## Problem
How many lines in the records below contain the word "painting"? Answer with the number alone.
- - - -
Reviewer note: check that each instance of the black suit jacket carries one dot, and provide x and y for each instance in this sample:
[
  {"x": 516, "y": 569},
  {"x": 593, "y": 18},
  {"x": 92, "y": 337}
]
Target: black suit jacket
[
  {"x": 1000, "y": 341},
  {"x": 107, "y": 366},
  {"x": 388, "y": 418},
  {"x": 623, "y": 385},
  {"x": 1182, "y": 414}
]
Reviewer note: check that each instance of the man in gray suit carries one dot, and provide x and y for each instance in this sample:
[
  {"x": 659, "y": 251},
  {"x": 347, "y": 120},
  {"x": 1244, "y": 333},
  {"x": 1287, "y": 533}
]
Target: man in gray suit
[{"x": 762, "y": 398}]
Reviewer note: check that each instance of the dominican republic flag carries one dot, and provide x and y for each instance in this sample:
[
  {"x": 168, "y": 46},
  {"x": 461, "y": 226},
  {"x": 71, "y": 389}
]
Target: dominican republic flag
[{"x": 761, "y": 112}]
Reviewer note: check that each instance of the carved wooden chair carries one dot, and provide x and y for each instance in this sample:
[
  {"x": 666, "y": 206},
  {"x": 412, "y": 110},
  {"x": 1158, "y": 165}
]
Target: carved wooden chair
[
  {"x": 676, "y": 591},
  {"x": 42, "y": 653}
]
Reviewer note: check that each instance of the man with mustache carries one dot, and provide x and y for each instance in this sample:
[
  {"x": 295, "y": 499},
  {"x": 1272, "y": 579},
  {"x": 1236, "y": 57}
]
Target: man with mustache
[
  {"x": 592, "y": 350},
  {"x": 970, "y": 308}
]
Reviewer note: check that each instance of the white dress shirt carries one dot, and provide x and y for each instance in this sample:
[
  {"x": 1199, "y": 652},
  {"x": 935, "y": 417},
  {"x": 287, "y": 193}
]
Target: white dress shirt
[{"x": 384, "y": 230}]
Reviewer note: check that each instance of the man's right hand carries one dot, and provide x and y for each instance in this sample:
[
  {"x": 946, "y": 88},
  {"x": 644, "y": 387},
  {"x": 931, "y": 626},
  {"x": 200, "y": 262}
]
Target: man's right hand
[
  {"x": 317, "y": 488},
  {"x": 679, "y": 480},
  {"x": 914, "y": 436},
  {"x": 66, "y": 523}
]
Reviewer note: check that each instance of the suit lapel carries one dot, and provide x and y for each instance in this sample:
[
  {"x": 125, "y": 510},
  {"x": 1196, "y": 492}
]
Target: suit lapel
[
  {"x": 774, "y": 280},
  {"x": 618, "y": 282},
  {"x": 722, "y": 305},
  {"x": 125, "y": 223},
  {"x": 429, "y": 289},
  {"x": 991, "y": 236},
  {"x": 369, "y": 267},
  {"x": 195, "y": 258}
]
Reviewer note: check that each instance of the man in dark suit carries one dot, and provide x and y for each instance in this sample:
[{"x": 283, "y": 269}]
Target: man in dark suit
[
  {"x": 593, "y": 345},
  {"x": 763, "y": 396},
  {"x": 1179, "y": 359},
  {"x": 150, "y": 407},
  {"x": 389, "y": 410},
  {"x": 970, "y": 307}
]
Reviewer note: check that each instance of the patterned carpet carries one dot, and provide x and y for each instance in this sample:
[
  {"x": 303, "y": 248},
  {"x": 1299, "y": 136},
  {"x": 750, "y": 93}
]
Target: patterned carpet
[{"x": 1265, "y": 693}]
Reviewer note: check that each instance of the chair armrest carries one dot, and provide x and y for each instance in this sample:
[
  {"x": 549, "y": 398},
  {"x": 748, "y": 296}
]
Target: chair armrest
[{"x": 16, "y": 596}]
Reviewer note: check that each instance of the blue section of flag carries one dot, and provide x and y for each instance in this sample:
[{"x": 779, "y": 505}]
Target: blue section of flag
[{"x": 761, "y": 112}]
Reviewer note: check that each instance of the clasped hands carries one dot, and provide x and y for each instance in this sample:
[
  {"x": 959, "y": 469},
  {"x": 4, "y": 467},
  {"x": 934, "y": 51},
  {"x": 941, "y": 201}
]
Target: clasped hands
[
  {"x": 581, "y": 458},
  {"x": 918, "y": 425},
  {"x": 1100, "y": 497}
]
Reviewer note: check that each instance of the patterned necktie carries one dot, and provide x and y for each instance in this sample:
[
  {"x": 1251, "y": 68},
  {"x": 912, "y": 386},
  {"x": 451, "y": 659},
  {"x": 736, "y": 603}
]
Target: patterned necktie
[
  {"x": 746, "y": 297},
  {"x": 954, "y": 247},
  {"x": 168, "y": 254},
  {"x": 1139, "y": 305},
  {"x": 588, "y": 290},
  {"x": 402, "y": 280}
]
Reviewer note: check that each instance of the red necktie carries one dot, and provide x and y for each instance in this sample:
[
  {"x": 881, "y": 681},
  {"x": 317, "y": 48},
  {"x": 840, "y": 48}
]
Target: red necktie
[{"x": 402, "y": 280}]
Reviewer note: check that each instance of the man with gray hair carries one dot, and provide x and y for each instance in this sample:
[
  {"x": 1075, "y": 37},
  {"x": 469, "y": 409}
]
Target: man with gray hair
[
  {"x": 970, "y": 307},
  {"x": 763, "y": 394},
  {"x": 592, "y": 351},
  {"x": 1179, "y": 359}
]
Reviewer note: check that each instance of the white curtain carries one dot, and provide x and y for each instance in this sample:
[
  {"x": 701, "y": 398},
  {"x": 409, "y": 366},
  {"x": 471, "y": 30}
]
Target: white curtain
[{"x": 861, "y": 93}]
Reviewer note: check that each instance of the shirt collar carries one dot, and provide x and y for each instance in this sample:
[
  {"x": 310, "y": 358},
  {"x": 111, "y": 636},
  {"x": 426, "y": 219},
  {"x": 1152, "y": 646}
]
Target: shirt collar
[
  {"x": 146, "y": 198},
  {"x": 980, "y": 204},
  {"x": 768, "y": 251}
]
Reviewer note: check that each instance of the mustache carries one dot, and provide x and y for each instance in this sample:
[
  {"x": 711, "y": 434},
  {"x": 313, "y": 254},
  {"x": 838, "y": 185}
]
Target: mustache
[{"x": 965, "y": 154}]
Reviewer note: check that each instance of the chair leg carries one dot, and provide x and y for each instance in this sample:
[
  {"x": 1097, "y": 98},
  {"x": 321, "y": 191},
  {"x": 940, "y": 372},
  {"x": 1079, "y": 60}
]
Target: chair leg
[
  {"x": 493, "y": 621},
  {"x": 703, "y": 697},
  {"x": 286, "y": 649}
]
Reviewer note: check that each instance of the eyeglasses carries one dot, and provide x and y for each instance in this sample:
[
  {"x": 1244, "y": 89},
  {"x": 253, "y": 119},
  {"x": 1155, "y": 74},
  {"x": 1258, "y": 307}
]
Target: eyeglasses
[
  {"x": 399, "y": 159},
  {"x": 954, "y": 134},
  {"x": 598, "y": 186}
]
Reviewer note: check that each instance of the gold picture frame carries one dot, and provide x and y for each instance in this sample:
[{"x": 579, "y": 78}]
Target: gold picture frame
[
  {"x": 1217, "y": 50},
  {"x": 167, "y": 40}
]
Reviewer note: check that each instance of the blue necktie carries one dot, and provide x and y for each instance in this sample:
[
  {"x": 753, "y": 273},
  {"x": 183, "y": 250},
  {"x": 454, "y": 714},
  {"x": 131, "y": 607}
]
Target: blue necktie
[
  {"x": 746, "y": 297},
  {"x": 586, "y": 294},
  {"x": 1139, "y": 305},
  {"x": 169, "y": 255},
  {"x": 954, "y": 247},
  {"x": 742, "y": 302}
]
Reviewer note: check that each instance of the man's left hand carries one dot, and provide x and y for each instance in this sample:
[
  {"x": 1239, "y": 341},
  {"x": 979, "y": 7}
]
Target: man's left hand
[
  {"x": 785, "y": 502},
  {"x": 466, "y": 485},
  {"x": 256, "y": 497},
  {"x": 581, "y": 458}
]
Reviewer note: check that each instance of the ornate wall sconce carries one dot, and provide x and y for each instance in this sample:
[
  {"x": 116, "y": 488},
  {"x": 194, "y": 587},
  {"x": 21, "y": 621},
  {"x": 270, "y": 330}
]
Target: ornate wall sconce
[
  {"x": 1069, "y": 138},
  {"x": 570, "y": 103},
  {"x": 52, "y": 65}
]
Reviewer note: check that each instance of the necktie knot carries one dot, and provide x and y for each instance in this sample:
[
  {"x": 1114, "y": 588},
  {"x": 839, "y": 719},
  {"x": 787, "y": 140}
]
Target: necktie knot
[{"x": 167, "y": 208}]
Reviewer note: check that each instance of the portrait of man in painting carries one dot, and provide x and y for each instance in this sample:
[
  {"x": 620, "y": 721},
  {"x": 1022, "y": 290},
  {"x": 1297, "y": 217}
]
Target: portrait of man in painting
- - - -
## Answer area
2